In every record, replace "matching instances" with "matching objects" and leave everything else as it is.
....
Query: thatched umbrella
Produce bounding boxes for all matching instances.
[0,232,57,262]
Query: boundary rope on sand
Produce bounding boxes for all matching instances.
....
▶ [Response to this exercise]
Query: thatched umbrella
Produce bounding boxes for all matching objects.
[0,232,57,262]
Query: boundary rope on sand
Produce bounding boxes for all matching objects.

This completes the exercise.